#### [REQUIRED TASKS]
1. Edit the email about colloquialisms: begin at the words "----- Original Message" and stop after "it was pejorative.", and put "derogatory" in place of "pejorative".
2. Resume the email about colloquialisms and keep writing from its last sentence onward.

#### [DOCUMENT EXTRACT]

========

I found the missive of Randy amusing & so allowed myself a little
self-indulgent whimsy, & in feel for new coloured words have I lost the
formal arothread, if so I apologise?

"Yank" a friendly colloquialism for an inhabitant of the US?  "Pinkie" a
gentle colloquialism usually for the little finger of an infant?  A half
shut eye.....even a smiling wink?!!!!)   "Maw" (last of a ruminant's four
stomachs!) of a "Lexmark", (original slang for a computer printer? an
interesting juxtaposition of words.    Languages evolve with usage &
seemingly accelerates through IT?  Do not originalities & colloquialisms
play key roles in this evolution for good or bad?   You write "I am always
amazed that we on this list manage to be understood as well as we are" &
surely all would agree".  Yes?   And in that may we in caring about language
diversity revere & respect all Life diversity....?  Tush Tush, am I in
danger of taking myself serious with pedantry & my little whimsy run away?

Smiles & Best Wishes

Rana Gulp

----- Original Message -----
From: <Ted.Held@hstna.com>
To: <aroid-l@lists.ncsu.edu>
Sent: Tuesday, February 03, 2004 6:55 PM
Subject: [aroid-l] Yanks

> "Yank", of course being short for "Yankee". It originated as a Britishism
> in the American War of Independence, thought pejorative by the King's men
> but adopted as a badge of honor by the American side. In the American
> War (1861 to 1865), or War Between the States as it is sometimes called by
> those south of the Mason-Dixon line, "Yankees" referred to the northern
> side. The southerners (certain white southerners), who were defeated in
> that war, then refrained from usage of the term "Yankee" for themselves,
> unless it was pejorative.

========

#### [STORED DATA]
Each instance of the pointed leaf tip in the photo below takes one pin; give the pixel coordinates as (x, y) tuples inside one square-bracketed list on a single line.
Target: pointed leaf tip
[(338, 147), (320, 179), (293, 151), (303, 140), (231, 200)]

========

#### [REPLIES]
1.
----- Original Message -----
From: <Ted.Held@hstna.com>
To: <aroid-l@lists.ncsu.edu>
Sent: Tuesday, February 03, 2004 6:55 PM
Subject: [aroid-l] Yanks

> "Yank", of course being short for "Yankee". It originated as a Britishism
> in the American War of Independence, thought derogatory by the King's men
> but adopted as a badge of honor by the American side. In the American
> War (1861 to 1865), or War Between the States as it is sometimes called by
> those south of the Mason-Dixon line, "Yankees" referred to the northern
> side. The southerners (certain white southerners), who were defeated in
> that war, then refrained from usage of the term "Yankee" for themselves,
> unless it was derogatory.

2.
> Overseas we all are often called "Yanks", especially in British-influenced
> areas, without differentiating between the sides of the old Civil War
> divide. The Mason-Dixon line split has tended to fade in the past years,
> although remnants are still seen. A white southerner, even one with modern
> views on racial matters, still might not think of himself as a "Yank" or a
> "Yankee" unless he is outside the US. "Yankee" is often a pejorative name
> for an American in Latin America, especially among left wingers. It is a
> loaded term as you can see.
> Then there are the New York Yankees, an American baseball team with many
> sports rivalries, a dominant force in the game for decades. Some American
> sports aficionados, regardless of geographical latitude, think of the New
> York Yankees as a menacing force.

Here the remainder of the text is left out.